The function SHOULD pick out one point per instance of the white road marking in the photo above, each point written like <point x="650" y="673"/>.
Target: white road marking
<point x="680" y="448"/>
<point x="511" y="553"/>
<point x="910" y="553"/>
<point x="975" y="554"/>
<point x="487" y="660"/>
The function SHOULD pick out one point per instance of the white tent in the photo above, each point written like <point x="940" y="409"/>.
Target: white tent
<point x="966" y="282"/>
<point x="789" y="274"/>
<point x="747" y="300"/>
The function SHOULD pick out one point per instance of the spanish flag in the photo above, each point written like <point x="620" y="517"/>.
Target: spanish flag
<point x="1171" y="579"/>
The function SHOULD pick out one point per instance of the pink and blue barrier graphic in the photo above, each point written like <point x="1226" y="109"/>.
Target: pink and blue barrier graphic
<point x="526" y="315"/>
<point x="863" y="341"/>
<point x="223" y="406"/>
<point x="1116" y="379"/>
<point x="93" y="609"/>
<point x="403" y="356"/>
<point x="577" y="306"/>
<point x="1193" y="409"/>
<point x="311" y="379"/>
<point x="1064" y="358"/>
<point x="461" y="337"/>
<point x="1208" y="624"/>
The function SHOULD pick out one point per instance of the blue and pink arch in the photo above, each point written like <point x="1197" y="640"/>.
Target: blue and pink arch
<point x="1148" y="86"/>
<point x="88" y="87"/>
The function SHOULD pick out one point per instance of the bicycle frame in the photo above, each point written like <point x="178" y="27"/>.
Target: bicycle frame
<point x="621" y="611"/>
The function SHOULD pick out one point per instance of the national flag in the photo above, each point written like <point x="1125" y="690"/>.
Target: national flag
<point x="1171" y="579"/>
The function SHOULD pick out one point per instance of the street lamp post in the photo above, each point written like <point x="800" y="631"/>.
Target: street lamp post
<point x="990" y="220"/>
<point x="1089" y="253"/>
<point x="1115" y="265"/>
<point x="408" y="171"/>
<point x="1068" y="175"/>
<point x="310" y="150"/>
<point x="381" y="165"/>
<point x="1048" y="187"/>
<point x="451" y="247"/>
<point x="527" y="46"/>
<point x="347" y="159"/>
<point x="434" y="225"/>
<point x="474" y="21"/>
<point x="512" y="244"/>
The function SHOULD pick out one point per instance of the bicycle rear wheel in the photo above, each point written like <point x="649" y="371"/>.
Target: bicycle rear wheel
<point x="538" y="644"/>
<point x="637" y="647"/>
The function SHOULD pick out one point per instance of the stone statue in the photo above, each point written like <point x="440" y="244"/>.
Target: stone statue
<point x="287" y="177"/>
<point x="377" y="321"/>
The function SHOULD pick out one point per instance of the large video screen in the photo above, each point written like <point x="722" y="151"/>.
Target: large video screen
--
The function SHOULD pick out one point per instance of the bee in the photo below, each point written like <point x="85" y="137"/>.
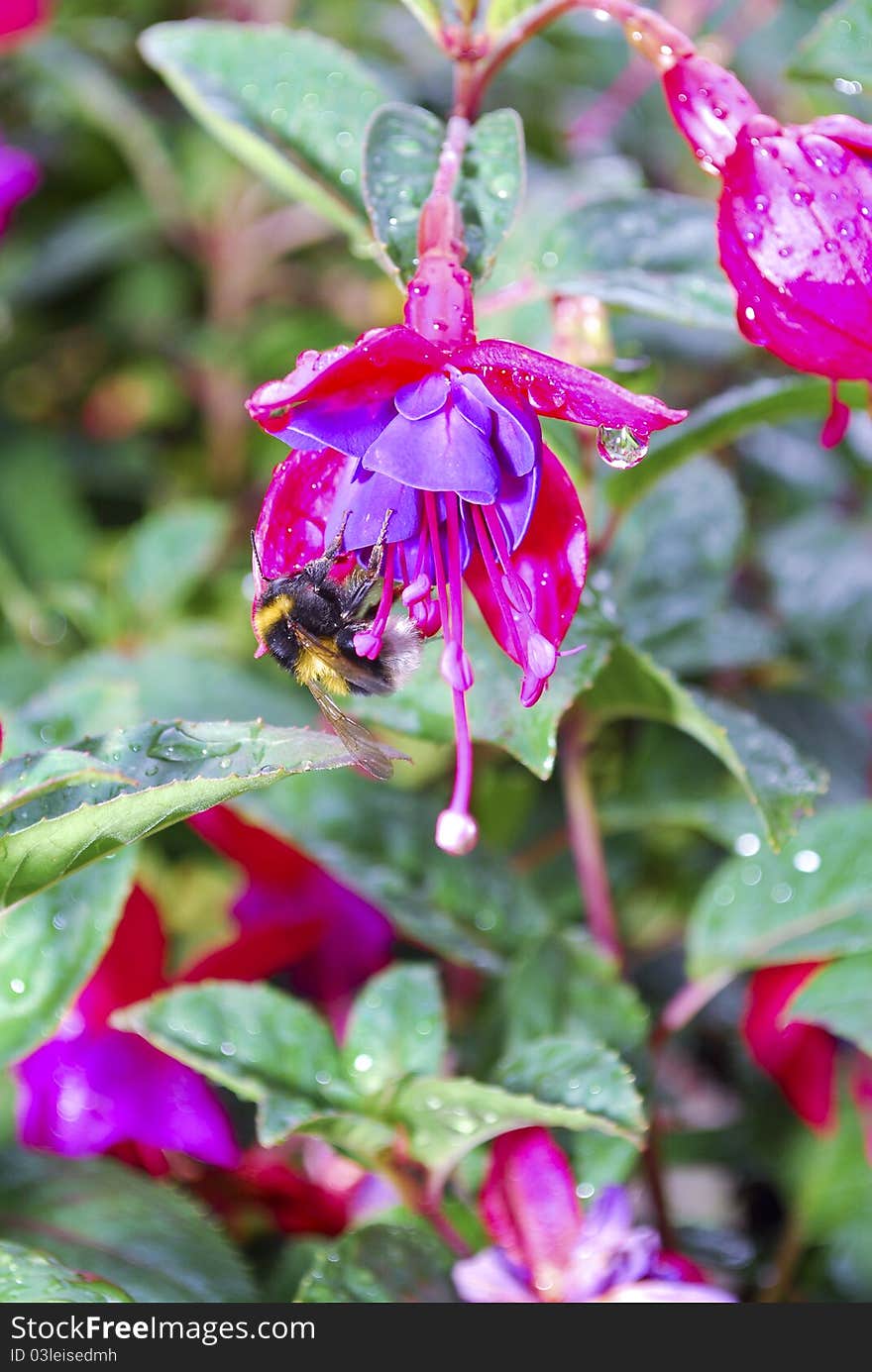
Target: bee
* * *
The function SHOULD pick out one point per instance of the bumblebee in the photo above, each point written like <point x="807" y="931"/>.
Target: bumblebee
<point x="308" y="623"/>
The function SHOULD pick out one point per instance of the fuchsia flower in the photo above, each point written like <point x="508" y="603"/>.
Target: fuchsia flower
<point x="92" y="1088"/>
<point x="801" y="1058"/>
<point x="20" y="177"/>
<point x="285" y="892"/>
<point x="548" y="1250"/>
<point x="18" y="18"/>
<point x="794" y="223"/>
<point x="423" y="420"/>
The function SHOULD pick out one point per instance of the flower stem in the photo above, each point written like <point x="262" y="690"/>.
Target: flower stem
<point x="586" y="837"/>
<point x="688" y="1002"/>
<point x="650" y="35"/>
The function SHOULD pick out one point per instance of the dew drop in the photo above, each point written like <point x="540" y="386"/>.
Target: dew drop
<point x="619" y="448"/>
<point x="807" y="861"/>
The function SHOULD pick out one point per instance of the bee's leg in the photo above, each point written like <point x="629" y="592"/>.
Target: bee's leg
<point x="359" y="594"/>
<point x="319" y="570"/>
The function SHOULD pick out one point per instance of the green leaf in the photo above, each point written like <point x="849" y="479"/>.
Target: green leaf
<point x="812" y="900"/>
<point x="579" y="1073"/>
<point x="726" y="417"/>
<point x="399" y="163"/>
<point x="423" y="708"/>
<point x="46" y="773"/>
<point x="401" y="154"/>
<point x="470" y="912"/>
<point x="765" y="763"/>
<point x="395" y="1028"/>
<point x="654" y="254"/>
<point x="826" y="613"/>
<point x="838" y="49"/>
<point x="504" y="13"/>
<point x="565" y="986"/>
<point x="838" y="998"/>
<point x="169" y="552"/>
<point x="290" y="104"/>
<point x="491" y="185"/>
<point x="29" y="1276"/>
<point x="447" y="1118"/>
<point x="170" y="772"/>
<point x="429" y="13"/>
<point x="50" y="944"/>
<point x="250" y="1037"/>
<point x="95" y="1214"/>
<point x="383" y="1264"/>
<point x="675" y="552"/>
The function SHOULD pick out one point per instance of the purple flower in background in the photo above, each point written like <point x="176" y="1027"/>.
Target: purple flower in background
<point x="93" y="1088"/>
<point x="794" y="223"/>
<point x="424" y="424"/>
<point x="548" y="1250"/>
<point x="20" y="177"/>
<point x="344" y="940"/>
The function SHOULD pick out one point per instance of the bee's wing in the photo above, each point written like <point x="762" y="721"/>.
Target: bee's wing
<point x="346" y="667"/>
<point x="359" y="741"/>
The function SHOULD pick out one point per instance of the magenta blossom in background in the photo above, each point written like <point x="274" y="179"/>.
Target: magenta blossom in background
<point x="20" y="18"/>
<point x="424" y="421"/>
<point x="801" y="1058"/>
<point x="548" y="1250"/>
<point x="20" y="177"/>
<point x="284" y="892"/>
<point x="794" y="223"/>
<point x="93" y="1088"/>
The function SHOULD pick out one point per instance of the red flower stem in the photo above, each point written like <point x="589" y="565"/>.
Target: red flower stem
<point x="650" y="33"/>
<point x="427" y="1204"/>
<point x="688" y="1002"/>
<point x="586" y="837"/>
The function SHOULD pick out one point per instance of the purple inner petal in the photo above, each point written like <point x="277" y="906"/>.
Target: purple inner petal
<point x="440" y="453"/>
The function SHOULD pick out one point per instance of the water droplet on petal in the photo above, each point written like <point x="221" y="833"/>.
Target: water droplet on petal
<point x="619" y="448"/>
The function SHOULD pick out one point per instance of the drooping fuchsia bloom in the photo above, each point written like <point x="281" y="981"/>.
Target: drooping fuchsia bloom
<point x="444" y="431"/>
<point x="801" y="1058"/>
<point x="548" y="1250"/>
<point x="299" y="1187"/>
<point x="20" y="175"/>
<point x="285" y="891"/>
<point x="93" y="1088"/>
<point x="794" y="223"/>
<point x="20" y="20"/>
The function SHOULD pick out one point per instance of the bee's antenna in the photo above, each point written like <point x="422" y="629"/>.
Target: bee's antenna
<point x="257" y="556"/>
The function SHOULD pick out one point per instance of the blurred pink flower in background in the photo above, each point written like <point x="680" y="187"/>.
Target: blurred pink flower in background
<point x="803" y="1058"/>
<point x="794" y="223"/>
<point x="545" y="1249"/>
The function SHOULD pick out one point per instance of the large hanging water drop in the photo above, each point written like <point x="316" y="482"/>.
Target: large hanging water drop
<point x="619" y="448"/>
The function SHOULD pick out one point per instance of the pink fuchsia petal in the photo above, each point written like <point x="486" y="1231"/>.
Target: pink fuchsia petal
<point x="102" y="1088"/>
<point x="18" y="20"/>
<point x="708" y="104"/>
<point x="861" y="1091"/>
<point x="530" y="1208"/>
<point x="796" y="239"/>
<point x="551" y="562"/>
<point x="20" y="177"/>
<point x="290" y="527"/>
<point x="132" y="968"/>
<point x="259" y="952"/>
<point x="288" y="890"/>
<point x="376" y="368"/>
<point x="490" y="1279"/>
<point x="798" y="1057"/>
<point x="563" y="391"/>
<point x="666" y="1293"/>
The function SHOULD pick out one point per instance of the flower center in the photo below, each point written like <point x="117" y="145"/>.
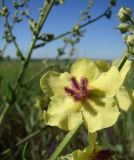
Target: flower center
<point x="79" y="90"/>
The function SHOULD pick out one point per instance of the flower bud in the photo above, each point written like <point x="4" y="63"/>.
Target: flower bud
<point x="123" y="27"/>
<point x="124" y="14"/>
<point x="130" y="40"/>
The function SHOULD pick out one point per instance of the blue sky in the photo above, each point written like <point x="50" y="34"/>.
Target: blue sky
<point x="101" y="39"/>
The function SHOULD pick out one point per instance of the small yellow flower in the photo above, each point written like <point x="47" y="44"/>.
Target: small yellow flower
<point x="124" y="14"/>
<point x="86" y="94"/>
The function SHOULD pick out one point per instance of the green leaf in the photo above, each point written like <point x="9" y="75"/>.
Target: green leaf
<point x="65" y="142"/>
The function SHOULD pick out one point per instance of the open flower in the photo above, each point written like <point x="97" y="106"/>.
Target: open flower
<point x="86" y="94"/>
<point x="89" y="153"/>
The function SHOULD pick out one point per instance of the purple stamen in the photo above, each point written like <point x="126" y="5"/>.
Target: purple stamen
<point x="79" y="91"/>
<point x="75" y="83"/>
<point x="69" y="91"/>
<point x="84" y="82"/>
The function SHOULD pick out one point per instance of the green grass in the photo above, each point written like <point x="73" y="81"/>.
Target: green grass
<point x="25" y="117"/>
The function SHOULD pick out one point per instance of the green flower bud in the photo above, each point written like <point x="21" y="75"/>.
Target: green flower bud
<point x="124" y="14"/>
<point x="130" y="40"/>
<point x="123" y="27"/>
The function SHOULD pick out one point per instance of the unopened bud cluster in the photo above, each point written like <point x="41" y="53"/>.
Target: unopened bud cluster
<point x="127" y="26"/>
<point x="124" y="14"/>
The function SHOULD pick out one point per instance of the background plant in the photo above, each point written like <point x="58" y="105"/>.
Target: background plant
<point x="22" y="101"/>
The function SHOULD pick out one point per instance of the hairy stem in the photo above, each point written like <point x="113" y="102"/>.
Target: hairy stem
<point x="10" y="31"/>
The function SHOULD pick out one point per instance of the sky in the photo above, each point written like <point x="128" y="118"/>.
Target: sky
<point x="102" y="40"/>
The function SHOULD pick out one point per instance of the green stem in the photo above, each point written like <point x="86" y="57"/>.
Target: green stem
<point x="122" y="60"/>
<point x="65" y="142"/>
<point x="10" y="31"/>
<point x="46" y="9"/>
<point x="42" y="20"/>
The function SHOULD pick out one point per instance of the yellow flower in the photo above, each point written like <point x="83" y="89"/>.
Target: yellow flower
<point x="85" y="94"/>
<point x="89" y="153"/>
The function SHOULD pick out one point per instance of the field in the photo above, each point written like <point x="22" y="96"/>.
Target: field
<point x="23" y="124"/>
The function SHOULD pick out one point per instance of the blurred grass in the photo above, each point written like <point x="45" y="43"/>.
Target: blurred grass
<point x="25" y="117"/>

» **Problem to solve**
Tally the lines of the material above that contain the string "fuchsia", treating case as significant, and give only the number.

» **Exercise answer**
6